* [About this exercise]: Your task is to give the number of lines below that contain "with". Give no other text.

* [Record excerpts]:

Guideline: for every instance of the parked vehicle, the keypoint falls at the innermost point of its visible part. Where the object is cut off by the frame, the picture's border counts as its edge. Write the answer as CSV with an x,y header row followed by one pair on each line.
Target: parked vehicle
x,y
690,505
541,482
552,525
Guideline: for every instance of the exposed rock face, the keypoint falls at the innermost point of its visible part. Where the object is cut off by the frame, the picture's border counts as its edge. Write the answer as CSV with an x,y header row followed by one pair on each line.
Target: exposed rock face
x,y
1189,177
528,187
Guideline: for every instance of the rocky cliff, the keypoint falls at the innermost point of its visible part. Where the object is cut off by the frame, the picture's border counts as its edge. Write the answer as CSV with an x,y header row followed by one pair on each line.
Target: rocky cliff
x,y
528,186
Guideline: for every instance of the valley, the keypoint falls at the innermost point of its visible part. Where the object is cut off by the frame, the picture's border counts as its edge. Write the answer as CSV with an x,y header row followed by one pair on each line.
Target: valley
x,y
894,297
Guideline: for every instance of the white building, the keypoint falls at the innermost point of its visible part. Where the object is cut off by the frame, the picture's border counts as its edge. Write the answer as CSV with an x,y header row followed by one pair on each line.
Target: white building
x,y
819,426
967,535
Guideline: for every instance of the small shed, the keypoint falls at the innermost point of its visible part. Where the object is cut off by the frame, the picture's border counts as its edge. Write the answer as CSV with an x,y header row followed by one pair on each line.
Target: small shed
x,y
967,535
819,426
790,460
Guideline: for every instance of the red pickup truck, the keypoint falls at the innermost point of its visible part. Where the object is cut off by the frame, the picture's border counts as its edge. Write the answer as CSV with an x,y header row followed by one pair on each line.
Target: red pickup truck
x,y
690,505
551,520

* [Exercise solution]: 7